[Object position labeling entries]

-- Start --

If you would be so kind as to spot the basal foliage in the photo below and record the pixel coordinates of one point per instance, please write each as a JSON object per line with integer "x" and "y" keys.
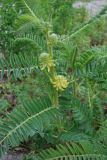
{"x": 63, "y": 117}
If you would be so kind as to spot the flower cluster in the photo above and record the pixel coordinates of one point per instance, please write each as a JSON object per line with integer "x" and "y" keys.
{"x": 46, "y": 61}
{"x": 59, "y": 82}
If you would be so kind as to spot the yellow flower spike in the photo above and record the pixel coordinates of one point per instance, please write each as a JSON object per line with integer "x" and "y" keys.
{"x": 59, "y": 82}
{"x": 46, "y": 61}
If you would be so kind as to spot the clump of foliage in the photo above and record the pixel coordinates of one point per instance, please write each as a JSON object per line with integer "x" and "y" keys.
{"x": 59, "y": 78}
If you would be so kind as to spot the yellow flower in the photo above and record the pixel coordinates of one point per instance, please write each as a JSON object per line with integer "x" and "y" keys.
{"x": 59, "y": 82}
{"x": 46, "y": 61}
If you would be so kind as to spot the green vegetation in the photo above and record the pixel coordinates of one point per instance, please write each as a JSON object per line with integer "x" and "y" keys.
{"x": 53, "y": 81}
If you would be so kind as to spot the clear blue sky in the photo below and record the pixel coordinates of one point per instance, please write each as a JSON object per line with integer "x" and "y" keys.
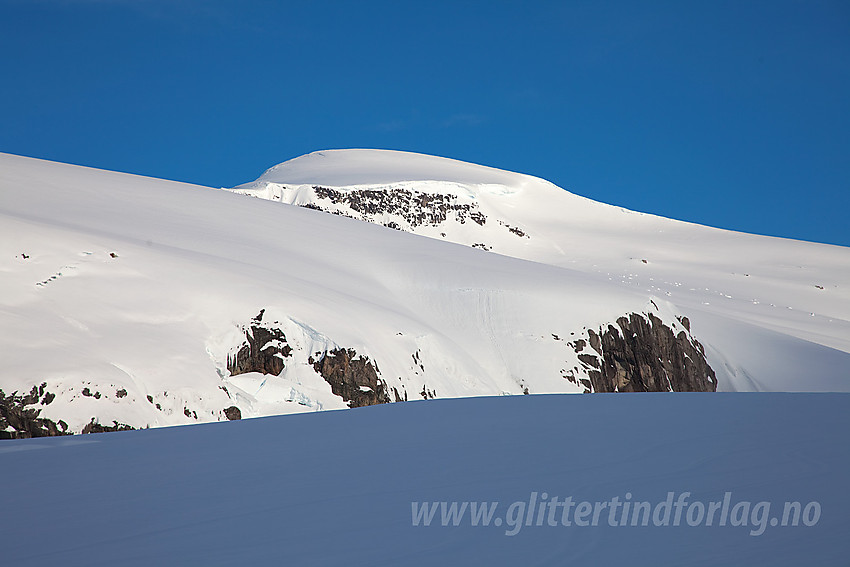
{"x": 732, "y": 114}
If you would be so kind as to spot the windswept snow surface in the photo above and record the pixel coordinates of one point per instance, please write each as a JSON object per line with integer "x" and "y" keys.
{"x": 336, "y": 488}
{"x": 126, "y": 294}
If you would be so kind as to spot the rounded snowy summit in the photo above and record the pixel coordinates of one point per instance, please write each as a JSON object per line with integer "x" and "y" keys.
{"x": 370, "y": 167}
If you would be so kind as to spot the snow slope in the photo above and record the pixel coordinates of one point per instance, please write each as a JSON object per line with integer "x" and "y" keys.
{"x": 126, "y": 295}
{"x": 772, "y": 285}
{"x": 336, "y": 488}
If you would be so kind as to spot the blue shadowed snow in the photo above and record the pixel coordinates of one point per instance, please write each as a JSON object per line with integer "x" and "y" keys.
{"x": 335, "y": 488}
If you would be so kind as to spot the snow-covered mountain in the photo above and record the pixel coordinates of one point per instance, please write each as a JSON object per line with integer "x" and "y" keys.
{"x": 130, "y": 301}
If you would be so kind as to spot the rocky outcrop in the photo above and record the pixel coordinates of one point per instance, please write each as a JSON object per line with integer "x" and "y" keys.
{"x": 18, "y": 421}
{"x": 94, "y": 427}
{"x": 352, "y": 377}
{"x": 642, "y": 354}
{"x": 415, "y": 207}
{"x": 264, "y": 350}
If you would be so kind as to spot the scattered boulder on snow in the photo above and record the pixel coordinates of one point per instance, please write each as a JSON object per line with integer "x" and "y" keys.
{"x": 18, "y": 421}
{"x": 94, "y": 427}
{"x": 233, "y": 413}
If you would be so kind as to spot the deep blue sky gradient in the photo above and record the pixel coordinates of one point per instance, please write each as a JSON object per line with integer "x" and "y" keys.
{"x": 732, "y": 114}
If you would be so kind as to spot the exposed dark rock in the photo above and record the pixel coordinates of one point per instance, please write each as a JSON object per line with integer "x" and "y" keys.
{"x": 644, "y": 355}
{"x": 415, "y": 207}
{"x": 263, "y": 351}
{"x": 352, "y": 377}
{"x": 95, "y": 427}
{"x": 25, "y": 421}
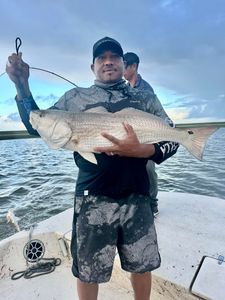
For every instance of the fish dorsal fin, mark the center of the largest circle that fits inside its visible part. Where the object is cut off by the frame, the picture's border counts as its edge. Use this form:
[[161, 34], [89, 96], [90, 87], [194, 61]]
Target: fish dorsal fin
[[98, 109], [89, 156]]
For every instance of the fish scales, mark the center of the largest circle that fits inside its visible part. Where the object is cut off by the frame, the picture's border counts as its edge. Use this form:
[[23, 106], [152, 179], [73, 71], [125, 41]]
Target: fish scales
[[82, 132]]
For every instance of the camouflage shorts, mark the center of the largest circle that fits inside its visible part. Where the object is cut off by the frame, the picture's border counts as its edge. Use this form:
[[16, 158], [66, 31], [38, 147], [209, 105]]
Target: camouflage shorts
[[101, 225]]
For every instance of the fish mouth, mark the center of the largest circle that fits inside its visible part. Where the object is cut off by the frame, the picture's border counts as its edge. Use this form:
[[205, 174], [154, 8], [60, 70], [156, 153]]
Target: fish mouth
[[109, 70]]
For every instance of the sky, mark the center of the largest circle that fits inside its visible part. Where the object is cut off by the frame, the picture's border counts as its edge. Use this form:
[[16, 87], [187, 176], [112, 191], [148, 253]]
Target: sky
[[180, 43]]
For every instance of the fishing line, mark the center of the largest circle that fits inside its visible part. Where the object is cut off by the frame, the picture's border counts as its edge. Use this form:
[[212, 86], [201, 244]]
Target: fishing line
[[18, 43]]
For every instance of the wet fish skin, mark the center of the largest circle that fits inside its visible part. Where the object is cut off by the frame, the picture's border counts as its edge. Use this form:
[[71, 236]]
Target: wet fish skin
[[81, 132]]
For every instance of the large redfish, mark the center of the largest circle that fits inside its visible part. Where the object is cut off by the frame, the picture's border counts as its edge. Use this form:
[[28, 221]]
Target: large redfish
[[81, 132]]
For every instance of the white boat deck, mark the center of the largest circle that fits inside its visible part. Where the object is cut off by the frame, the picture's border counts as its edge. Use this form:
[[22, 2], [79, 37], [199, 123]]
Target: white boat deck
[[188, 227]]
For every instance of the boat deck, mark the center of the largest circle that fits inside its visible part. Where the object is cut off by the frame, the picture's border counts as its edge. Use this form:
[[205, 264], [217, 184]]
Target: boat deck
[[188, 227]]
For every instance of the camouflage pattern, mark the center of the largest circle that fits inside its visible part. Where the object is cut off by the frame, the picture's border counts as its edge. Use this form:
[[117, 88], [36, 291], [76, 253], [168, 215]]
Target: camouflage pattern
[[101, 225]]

-- End --
-- Start --

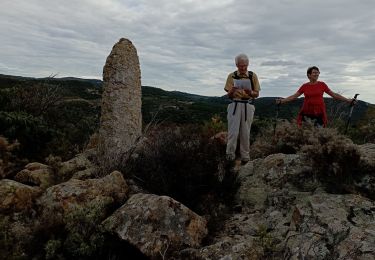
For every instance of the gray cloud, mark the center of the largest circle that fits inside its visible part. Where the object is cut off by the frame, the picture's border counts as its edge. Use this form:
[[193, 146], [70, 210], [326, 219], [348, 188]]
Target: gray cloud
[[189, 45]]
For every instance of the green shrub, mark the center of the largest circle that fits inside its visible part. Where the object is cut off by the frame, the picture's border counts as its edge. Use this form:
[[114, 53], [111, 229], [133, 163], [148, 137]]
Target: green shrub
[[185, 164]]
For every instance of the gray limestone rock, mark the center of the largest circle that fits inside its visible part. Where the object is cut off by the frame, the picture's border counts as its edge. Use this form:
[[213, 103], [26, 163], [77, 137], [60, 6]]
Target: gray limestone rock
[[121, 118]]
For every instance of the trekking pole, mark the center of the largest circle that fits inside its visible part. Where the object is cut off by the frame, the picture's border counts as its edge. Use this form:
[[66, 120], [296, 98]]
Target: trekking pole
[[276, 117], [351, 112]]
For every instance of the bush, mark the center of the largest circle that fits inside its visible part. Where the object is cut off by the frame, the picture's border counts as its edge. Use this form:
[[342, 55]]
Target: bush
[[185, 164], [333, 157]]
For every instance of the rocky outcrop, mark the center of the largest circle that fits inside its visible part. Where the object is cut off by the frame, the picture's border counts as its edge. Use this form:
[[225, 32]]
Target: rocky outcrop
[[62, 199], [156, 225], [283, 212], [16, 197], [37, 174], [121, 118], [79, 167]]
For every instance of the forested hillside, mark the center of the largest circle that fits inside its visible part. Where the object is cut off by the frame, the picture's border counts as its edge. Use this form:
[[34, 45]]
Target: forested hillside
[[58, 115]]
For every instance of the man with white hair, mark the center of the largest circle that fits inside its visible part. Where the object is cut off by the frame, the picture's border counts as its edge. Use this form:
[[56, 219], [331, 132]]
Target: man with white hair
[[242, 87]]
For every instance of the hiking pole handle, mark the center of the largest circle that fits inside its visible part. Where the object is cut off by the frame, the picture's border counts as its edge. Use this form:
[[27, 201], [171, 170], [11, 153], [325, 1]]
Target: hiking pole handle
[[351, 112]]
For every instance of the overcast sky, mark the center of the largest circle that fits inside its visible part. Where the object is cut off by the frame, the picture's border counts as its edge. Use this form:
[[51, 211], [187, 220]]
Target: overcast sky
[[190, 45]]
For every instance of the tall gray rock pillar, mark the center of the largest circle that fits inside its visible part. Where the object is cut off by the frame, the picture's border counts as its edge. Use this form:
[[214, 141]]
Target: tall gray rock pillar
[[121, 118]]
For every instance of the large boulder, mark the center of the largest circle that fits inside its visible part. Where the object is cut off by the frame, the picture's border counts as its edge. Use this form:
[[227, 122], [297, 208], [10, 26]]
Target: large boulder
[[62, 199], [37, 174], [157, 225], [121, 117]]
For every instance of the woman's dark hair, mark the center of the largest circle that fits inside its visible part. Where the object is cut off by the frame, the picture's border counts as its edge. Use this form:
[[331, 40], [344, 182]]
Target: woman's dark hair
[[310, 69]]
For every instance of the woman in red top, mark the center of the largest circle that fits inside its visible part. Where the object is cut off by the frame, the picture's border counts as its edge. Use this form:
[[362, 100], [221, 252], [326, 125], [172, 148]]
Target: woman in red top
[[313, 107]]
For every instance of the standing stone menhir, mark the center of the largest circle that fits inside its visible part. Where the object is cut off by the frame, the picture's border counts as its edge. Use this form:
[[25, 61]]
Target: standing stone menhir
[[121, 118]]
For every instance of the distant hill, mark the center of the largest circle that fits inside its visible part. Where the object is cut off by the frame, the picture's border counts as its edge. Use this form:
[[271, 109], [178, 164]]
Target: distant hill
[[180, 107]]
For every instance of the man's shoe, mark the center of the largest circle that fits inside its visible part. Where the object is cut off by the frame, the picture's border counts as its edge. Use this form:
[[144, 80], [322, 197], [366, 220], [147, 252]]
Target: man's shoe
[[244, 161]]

-- End --

Instructions to follow ::
Please convert the lines into a JSON list of strings, one string per line with blank lines omitted, starting at the line that contains "For every instance of the trekking" and stopping after the line that contains "[[190, 45]]".

Task response ::
[
  "For every instance of the trekking pole, mark the center of the largest circle that fits inside its visible part. Where the object is cut off by the frame, the picture's border counts as its edge. Use this form:",
  "[[66, 120], [296, 98]]",
  "Target: trekking pole",
  "[[276, 117], [351, 112]]",
  "For every instance of the bush, mark the center of the largest circle that fits inside its visible part. Where the object is cut off by the frame, the picture's border counts as its edge. Use this form:",
  "[[342, 55]]",
  "Target: bush",
  "[[185, 164], [333, 157]]",
  "For every instance of the rocky outcrop, mark the center of the largest circle that fits inside its visible part. Where the object is cut off by the frame, the picture's border counts as its edge. Use this form:",
  "[[225, 32]]",
  "Target: rocky outcrop",
  "[[62, 199], [156, 225], [283, 212], [16, 197], [37, 174], [121, 118], [79, 167]]",
  "For every instance of the forested hillside, mark the center of the largest circle that fits inside its visible part. Where the object is cut off by the frame, the picture's border counts as its edge. Use this form:",
  "[[34, 45]]",
  "Target: forested hillside",
  "[[58, 115]]",
  "For every instance of the man with white hair, mark the center of the largest circle that fits inside its visible part. Where the object is cut off by the frame, the picture's border counts as its edge. Use this form:",
  "[[56, 219], [331, 132]]",
  "Target: man with white hair",
  "[[242, 87]]",
  "For every instance of the hiking pole handle, mark the center of the largest circle that fits inside its visible part. Where the object is cut off by the frame, the picture's border counts as its edge. Use this form:",
  "[[27, 201], [171, 170], [11, 153], [325, 1]]",
  "Target: hiking pole handle",
  "[[351, 112]]",
  "For every instance of the overcast sky, mark the center of the largest circle that fits inside its visible part. Where the object is cut off by the frame, the picture's border counts as its edge. Use this form:",
  "[[51, 211], [187, 220]]",
  "Target: overcast sky",
  "[[190, 45]]"
]